Reprint the whole of the data exactly.
** SUPPLIED MATERIAL follows **
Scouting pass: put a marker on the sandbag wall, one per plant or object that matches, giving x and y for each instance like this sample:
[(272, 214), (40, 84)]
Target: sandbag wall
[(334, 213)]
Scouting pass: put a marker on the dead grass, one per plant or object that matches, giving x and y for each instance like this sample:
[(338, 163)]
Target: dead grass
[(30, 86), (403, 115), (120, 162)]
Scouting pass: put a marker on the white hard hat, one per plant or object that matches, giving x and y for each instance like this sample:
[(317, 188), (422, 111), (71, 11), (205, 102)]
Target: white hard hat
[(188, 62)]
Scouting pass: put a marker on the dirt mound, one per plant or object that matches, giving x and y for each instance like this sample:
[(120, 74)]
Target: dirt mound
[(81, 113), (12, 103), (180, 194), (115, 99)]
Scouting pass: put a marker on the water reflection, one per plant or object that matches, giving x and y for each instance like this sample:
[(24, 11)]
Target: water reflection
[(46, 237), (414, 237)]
** End of SUPPLIED MATERIAL **
[PROBLEM SOLUTION]:
Scouting pass: put a marker on the sandbag wall, one per plant or object that matches, giving x and y for each instance like this sample:
[(272, 214), (40, 84)]
Target: sandbag wall
[(334, 213)]
Scouting pass: put a marker on the dead grass, one per plant or object that matches, giving x and y for each instance like this sample:
[(338, 163)]
Target: dead grass
[(30, 86), (403, 115), (120, 162)]
Scouting pass: put a marker on the white hard hat, one per plant or object that matches, giving x and y for each instance like this sample:
[(317, 188), (422, 111), (71, 11), (205, 102)]
Target: white hard hat
[(188, 62)]
Scouting pass: put a marker on the dirt mound, one per plant or object that matches, giving x and y for each instance like this sample:
[(120, 74)]
Target: dirt mound
[(81, 113), (12, 103), (180, 194), (115, 99)]
Scouting pass: put a marker on the water reflection, one per plant or object that matches, giving x and y for each instance like this sample:
[(24, 11)]
Target: water reflection
[(46, 237), (414, 237)]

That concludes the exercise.